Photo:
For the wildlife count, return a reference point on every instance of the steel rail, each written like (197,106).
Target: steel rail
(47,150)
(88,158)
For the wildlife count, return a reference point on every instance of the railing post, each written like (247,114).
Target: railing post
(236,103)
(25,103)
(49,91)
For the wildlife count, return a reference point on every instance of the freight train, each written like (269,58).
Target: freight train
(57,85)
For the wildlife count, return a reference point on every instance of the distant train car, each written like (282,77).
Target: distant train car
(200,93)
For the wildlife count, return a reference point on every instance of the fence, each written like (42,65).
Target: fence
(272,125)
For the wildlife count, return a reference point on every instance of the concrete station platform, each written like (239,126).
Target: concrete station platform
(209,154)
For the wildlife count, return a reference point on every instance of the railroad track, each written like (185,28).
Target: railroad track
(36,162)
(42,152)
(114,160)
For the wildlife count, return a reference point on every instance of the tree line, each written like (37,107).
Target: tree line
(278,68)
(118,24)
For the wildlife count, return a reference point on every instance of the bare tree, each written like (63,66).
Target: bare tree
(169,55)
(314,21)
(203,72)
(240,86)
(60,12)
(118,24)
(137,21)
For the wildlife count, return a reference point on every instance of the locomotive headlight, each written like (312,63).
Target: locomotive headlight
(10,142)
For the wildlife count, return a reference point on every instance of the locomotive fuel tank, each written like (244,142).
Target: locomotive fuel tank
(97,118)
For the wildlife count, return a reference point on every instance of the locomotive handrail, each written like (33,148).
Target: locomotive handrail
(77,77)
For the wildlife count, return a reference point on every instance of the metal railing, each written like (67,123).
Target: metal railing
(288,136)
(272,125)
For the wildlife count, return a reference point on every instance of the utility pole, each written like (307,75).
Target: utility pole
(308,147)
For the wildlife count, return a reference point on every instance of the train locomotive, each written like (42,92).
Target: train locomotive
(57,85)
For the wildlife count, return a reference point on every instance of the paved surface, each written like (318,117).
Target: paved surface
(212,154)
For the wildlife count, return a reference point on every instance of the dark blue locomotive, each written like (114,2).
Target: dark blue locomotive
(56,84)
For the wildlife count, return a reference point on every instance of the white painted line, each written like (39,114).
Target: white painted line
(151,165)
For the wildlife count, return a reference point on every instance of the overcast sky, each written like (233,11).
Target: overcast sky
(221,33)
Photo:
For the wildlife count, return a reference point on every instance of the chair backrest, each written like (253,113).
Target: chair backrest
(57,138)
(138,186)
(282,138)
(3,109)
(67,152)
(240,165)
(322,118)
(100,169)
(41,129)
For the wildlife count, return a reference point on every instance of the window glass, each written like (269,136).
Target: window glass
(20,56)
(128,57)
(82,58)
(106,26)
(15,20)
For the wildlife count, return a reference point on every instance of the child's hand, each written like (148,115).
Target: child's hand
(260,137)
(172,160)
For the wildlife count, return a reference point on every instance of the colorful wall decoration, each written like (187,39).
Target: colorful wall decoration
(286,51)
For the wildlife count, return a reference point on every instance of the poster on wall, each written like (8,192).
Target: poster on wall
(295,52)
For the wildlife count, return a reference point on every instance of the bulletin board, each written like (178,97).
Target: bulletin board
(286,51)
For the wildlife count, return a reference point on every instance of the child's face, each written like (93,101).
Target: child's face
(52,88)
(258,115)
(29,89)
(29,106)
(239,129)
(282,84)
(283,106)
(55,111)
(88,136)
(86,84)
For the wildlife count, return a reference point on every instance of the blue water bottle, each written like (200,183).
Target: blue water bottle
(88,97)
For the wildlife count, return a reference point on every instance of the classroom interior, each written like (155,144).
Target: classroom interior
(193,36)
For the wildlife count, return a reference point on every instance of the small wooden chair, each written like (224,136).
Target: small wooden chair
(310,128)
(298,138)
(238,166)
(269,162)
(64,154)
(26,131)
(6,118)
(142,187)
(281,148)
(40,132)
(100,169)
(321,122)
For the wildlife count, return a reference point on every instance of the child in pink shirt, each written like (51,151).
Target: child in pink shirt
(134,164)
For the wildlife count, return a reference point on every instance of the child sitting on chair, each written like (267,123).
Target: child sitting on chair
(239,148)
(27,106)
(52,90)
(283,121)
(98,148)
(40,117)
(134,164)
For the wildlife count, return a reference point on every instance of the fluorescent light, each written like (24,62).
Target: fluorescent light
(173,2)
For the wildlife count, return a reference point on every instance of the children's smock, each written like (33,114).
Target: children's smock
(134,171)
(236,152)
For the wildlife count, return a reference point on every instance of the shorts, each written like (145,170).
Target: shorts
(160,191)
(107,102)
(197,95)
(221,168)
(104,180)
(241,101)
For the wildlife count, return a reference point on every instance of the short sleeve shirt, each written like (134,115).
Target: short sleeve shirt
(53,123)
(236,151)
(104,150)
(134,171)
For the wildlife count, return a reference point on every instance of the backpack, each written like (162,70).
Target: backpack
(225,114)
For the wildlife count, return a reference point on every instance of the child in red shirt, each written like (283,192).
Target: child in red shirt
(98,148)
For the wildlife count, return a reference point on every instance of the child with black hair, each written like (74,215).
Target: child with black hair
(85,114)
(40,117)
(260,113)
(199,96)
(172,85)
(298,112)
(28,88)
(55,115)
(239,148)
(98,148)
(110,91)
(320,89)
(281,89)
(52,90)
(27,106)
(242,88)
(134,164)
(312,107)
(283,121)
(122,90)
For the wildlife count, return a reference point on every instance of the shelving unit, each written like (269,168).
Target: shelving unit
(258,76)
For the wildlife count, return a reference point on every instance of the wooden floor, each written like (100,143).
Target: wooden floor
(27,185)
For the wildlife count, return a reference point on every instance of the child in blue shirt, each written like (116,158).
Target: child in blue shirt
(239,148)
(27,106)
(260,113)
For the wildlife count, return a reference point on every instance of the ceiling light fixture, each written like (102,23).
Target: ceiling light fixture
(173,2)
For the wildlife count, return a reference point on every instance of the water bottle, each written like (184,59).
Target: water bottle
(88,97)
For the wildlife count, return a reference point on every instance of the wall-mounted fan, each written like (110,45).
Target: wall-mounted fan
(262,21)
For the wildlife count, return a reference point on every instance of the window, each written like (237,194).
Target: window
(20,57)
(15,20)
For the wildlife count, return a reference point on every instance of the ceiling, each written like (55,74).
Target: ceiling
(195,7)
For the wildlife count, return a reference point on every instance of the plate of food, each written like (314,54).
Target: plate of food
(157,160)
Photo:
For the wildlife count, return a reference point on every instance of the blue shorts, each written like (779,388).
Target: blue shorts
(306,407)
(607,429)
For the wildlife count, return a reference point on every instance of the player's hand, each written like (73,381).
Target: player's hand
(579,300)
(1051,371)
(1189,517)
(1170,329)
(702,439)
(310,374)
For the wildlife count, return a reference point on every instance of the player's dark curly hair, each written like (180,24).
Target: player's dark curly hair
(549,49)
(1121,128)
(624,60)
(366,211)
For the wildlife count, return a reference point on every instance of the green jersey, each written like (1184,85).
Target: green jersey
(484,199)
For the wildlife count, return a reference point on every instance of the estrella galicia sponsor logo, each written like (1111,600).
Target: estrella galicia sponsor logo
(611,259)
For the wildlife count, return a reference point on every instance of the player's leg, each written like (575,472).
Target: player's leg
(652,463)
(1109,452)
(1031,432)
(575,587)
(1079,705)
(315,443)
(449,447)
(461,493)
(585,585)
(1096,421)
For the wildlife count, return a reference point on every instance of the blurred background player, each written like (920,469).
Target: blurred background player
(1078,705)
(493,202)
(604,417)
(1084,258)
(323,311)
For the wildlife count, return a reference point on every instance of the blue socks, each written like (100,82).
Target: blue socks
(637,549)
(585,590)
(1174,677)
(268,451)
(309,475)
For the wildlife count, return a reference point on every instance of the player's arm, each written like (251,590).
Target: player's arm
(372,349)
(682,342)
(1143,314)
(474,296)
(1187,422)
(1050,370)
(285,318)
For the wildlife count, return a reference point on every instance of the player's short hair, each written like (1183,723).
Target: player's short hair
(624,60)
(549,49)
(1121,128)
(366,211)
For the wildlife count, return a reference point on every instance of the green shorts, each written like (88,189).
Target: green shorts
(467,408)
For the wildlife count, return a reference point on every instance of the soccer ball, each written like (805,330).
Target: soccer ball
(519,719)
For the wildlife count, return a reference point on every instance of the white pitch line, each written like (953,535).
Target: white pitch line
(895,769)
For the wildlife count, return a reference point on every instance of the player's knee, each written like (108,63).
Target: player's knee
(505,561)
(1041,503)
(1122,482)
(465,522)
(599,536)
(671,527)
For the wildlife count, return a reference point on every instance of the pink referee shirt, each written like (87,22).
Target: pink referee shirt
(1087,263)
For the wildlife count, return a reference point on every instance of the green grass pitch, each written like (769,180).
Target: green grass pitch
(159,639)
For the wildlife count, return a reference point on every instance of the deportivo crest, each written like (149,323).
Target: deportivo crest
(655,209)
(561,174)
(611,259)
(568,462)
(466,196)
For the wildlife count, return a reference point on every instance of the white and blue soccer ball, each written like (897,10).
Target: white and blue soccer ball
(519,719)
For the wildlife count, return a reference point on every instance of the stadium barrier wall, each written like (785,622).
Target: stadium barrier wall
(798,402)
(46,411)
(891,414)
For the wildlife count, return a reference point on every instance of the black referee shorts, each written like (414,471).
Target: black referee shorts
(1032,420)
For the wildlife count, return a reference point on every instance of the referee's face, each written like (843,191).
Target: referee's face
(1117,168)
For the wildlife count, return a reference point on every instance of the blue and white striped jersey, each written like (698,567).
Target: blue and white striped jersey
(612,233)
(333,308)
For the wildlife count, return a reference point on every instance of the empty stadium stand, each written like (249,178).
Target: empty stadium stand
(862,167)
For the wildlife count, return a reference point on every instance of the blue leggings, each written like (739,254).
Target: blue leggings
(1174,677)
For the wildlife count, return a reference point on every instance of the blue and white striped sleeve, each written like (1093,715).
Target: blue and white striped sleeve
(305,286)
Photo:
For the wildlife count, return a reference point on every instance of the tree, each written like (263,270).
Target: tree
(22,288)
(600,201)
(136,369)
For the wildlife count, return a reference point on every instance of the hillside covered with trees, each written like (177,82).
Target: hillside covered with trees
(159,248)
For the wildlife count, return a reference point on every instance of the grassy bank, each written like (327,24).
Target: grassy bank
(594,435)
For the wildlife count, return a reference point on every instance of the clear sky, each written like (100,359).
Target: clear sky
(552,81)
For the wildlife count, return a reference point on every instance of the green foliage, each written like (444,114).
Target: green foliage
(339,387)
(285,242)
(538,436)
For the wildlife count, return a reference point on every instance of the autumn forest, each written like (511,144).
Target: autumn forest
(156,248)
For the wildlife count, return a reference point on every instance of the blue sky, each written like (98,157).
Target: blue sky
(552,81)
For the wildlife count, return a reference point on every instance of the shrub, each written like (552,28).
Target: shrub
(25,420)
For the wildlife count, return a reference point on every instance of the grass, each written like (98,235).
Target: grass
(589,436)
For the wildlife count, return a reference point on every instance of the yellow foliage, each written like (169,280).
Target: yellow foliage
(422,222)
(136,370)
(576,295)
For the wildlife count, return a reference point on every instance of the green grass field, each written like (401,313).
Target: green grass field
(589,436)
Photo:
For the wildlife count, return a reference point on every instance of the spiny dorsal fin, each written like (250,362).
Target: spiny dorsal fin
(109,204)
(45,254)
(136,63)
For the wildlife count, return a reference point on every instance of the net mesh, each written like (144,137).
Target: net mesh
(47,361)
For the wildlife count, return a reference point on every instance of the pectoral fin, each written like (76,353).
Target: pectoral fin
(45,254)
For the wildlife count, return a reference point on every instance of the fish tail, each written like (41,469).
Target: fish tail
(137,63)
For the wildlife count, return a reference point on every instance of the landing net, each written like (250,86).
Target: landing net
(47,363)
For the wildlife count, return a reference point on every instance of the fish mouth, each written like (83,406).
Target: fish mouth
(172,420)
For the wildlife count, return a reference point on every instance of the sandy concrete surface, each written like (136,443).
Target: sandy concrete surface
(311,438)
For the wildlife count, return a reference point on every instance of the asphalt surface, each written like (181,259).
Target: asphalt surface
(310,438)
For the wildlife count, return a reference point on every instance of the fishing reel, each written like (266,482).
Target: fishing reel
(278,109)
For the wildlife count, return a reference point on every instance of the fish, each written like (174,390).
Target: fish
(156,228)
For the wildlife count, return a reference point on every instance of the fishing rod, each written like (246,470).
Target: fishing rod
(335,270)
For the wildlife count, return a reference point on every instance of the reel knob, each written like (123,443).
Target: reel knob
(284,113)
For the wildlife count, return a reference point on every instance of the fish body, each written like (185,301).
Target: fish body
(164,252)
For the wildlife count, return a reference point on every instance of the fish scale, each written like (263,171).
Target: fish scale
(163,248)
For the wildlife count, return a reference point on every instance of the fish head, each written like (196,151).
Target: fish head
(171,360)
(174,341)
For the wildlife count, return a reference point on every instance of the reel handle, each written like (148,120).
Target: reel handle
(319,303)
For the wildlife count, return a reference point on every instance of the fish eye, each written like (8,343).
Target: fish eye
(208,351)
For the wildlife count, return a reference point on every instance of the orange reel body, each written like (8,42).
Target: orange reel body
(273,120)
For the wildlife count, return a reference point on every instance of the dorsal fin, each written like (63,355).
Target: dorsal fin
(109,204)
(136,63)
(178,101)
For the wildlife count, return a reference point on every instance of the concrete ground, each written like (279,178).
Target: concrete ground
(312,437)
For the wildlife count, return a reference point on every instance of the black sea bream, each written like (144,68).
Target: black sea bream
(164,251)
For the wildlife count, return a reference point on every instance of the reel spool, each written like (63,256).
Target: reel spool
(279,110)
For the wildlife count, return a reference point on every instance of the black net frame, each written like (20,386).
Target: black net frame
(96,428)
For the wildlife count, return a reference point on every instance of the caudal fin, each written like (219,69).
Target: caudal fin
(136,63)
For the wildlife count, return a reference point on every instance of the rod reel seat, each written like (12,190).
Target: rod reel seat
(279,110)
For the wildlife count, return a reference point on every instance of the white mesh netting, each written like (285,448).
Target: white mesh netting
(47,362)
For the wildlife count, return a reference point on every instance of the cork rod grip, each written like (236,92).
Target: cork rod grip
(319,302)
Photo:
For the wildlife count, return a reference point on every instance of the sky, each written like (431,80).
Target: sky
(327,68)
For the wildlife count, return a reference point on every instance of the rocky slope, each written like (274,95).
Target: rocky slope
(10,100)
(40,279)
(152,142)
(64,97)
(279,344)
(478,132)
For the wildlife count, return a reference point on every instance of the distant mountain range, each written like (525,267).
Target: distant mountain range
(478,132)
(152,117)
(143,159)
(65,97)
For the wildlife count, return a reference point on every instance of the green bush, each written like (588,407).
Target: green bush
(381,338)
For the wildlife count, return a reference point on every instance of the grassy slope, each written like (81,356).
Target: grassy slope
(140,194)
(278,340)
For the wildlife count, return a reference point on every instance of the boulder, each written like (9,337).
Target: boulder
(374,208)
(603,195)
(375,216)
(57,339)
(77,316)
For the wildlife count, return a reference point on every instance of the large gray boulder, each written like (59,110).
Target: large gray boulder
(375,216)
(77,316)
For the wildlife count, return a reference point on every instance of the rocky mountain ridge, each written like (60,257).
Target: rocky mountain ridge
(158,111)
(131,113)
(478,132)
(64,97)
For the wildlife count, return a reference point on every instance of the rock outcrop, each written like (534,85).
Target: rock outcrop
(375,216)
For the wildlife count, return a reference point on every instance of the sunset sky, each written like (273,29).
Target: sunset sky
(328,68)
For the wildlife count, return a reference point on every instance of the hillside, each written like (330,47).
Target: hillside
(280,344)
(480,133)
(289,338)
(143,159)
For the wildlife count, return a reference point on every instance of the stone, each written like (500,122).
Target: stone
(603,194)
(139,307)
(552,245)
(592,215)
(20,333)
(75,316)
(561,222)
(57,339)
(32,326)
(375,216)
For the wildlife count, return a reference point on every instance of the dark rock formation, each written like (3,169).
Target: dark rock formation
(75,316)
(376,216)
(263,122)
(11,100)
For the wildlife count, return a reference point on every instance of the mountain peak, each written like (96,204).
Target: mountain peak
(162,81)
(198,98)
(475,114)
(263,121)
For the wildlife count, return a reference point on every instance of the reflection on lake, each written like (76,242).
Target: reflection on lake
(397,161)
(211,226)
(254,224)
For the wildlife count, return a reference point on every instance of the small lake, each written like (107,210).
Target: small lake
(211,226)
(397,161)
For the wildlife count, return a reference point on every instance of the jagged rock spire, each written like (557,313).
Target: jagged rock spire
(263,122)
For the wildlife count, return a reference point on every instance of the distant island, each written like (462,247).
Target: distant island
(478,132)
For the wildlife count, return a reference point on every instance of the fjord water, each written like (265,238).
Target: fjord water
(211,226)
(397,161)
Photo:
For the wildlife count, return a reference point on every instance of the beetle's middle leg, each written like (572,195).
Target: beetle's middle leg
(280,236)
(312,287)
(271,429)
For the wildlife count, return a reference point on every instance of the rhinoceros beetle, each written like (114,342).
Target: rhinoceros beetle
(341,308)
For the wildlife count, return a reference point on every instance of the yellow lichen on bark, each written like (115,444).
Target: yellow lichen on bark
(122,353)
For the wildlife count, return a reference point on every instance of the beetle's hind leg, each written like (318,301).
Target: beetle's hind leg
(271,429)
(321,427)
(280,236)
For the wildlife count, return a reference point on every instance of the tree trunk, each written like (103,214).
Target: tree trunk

══════════

[Exercise directions]
Transcribe exactly, and only, the lines from the one bearing "written like (114,342)." through the last line of the entries, counting both.

[Answer]
For the wildlife count, return a reference point on every instance of the rhinoceros beetle, each written like (114,342).
Target: rhinoceros beetle
(341,308)
For the wildlife count, return a reference point on every instance of the yellow lichen on bark, each written like (115,444).
Target: yellow lichen on bark
(122,353)
For the wildlife count, return a reference point on every instance of the beetle's hind leg, each written like (318,301).
Target: beetle's hind leg
(271,429)
(321,427)
(280,236)
For the wildlife count, return a reference point on every instance of the tree trunk, each written like (103,214).
Target: tree trunk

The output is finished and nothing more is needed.